* Directions for this task
Keep only the lines of the material below that contain the word "fender". Copy those lines.

* Working data
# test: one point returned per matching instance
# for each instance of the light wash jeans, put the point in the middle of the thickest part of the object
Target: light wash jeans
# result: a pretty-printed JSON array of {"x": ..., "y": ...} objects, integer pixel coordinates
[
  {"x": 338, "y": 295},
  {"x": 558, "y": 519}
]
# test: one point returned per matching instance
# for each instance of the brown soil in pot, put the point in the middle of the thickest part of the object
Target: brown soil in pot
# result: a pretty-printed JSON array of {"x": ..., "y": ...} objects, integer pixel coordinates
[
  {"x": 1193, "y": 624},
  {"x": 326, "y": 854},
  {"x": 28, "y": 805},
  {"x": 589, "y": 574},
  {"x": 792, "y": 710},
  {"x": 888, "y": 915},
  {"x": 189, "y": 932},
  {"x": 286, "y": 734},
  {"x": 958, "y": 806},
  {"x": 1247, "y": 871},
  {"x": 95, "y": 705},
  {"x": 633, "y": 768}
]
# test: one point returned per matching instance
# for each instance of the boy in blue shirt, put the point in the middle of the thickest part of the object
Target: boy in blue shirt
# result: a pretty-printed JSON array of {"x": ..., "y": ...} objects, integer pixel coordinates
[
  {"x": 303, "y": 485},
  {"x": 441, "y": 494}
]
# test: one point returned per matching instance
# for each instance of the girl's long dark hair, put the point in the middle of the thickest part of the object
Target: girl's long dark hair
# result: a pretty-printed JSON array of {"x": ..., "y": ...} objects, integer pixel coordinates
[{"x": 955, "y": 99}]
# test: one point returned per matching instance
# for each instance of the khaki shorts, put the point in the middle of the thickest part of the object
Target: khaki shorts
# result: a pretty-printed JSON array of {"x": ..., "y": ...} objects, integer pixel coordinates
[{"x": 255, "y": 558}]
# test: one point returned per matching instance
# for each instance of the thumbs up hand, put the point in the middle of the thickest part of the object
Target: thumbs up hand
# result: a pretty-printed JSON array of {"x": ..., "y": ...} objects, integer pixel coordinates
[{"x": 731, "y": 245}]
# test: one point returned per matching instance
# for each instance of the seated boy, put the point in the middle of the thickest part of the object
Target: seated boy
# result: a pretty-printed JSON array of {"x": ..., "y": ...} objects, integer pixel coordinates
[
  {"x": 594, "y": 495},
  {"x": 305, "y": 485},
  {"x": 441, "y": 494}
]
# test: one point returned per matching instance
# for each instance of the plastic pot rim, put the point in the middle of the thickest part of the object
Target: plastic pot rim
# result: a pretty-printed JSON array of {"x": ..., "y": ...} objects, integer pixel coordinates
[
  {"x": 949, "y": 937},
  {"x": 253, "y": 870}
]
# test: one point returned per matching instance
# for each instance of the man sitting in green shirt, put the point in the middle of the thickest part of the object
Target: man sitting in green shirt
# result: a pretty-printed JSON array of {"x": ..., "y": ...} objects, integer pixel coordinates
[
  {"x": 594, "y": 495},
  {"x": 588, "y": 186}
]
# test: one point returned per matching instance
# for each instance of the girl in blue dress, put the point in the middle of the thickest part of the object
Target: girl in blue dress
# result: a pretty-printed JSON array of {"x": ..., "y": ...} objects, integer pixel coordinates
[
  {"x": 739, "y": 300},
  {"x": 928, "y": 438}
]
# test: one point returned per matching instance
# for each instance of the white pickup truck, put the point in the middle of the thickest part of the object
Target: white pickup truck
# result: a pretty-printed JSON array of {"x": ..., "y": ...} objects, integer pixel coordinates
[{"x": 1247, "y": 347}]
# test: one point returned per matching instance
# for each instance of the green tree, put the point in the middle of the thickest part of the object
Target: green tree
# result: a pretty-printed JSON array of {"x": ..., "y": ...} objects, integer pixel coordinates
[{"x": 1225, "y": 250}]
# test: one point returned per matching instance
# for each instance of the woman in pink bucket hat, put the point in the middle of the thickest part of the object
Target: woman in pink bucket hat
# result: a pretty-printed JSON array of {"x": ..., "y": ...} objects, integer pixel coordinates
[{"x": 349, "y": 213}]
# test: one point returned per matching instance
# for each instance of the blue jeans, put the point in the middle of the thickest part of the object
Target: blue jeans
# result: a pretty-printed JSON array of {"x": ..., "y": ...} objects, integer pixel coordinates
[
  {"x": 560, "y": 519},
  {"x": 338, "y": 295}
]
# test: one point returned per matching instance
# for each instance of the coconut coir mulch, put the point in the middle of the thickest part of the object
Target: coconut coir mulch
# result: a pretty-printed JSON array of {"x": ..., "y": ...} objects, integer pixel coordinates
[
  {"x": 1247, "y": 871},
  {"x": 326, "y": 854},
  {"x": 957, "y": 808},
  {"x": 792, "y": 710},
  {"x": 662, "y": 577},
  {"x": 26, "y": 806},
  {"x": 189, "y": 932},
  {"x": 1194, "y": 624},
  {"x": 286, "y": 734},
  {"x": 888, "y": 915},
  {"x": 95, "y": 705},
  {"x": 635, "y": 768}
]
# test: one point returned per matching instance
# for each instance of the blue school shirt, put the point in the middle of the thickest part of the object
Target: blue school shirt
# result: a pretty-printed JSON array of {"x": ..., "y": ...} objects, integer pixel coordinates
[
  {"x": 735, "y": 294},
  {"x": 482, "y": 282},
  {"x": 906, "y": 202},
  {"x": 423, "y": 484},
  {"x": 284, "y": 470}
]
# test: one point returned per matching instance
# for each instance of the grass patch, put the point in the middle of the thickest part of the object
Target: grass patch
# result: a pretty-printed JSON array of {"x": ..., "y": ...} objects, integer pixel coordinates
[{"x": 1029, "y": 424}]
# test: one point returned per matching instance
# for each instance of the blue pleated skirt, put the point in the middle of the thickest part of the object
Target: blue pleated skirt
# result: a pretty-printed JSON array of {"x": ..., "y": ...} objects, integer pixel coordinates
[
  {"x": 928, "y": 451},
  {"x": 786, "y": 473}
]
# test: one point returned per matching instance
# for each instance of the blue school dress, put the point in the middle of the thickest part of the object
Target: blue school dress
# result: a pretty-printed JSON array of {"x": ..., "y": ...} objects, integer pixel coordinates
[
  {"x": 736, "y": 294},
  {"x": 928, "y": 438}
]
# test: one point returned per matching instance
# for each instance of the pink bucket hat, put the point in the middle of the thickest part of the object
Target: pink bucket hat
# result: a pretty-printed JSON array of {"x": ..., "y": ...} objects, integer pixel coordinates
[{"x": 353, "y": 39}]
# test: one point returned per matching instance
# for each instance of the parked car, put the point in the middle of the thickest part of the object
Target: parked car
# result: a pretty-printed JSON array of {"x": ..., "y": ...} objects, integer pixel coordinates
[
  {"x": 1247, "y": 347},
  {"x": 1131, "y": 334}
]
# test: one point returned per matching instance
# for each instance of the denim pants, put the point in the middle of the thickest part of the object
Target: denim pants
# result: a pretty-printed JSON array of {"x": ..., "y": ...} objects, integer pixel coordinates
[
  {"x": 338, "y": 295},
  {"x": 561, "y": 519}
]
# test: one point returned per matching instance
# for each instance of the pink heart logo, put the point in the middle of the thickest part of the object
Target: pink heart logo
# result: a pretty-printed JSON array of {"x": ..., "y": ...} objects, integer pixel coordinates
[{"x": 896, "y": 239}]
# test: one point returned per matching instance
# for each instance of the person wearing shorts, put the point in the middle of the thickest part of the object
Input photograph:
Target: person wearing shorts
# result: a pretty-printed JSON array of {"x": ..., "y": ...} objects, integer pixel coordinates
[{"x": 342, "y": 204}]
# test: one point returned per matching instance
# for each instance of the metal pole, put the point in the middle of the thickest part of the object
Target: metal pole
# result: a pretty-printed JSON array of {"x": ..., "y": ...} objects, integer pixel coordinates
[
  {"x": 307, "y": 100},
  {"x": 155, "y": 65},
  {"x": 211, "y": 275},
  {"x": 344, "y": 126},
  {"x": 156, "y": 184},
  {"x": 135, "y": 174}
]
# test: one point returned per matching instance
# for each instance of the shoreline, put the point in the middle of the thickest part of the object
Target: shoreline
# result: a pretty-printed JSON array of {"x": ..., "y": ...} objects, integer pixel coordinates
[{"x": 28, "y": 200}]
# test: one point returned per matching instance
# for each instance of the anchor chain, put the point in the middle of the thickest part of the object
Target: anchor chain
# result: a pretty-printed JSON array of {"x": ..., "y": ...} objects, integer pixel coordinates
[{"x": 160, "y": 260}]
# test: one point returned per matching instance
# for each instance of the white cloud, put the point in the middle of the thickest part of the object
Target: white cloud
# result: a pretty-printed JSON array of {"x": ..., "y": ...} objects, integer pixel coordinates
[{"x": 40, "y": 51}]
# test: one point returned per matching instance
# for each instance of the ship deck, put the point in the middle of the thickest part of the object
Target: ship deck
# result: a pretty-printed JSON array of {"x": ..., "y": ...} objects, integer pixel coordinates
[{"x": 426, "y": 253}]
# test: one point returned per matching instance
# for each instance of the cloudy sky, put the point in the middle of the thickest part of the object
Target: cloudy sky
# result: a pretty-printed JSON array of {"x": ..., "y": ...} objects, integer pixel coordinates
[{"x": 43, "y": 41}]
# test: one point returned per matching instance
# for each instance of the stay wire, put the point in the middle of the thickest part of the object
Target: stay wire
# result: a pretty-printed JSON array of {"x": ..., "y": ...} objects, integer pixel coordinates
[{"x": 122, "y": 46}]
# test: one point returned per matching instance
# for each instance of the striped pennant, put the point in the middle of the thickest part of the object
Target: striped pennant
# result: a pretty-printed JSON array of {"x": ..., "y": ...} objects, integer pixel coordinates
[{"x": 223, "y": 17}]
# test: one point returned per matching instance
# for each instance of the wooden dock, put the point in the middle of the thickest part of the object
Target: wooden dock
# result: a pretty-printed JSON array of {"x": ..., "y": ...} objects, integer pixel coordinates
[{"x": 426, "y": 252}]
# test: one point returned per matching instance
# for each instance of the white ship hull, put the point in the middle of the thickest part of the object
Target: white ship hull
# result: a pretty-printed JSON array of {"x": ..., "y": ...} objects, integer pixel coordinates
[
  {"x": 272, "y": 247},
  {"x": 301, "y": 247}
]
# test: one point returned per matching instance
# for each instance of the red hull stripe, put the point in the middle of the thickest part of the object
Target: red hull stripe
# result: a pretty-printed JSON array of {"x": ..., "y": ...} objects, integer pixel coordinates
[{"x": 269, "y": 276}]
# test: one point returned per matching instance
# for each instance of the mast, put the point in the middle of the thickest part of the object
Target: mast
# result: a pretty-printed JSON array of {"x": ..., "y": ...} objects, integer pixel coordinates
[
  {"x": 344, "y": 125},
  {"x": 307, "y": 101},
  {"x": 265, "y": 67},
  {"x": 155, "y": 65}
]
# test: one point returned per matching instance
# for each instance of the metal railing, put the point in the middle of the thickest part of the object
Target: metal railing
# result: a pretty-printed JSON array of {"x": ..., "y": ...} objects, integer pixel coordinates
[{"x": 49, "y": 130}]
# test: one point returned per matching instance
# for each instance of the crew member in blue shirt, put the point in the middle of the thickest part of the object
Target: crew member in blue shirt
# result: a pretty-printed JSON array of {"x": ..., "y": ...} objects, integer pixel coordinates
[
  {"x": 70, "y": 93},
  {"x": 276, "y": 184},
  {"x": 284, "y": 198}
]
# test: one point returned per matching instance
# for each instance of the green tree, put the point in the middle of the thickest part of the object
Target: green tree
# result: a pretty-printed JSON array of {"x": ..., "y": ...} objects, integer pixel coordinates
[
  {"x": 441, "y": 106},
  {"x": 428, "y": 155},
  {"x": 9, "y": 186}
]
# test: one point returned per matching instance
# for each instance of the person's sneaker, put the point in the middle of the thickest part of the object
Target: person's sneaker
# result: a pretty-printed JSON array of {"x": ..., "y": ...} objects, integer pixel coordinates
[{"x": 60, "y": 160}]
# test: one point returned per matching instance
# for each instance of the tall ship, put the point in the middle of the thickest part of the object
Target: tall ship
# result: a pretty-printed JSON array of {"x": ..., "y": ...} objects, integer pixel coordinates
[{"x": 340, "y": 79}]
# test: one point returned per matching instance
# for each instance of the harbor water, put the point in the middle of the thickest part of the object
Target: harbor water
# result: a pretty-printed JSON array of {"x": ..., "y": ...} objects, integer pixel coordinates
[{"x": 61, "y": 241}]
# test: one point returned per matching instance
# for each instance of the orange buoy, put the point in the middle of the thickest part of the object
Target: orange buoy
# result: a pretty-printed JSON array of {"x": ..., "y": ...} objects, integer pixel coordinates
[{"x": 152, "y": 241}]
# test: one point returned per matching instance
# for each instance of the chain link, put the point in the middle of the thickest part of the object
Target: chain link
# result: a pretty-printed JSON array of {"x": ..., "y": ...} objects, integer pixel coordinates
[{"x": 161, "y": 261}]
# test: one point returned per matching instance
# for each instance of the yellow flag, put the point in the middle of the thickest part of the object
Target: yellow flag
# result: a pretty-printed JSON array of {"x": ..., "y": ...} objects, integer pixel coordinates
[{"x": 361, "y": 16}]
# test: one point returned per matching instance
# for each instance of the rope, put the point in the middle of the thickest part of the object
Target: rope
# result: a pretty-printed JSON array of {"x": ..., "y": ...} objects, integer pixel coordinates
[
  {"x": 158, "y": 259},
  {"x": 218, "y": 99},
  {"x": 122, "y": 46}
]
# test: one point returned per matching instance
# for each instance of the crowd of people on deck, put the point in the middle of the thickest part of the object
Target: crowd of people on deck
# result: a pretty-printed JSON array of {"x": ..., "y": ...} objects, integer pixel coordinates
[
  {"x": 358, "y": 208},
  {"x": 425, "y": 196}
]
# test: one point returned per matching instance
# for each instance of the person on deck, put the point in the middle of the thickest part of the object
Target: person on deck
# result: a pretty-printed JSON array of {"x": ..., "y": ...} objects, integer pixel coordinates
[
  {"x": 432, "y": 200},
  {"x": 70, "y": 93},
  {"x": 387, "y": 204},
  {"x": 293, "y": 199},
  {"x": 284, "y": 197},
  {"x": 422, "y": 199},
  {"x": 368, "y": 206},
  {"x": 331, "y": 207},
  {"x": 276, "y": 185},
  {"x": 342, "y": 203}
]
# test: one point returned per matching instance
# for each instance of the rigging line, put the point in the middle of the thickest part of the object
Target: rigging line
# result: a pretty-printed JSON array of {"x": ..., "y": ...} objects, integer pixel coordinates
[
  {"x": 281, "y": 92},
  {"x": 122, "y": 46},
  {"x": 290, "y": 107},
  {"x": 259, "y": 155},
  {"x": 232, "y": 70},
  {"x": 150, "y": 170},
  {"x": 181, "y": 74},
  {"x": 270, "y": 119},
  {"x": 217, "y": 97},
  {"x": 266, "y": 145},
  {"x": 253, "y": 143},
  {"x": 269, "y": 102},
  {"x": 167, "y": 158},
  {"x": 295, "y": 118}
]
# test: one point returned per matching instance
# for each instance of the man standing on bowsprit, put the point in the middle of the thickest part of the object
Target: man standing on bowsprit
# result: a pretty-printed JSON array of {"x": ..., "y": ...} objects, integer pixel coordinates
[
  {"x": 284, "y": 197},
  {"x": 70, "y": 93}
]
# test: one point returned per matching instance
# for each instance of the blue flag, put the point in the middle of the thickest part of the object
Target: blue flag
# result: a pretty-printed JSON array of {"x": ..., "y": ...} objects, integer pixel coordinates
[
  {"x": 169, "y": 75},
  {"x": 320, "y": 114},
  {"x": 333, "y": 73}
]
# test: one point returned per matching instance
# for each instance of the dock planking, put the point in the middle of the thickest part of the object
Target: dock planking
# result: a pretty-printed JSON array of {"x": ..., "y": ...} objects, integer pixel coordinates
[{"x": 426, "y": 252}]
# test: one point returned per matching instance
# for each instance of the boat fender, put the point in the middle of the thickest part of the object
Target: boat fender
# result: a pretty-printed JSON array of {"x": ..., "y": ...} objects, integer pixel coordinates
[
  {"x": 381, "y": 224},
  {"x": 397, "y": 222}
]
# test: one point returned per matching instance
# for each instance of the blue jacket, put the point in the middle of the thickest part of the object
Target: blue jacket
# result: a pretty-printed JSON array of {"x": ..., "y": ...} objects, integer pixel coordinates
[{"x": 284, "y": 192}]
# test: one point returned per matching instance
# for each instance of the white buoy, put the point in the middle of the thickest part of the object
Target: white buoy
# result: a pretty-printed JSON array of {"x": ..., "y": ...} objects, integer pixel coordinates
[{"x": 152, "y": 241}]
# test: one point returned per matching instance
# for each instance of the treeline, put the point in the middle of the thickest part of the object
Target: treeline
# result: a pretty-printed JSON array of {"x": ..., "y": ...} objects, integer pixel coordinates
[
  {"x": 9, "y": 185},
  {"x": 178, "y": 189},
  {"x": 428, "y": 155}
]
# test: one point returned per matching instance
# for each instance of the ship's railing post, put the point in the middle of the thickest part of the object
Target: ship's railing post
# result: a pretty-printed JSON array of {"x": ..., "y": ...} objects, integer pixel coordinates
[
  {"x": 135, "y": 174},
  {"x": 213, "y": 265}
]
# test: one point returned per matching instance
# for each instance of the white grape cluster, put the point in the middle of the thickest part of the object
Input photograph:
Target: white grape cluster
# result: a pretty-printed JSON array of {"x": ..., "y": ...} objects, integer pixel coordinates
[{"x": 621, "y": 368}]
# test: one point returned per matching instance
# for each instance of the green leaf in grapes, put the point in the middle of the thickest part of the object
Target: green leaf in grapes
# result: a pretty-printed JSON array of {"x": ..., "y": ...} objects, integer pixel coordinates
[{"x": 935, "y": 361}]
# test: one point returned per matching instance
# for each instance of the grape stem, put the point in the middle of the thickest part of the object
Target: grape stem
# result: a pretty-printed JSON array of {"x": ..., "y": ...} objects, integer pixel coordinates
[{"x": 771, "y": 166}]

* Written answer
# for each instance of the boat fender, put the point in the middle of the thickest part of the object
Target: boat fender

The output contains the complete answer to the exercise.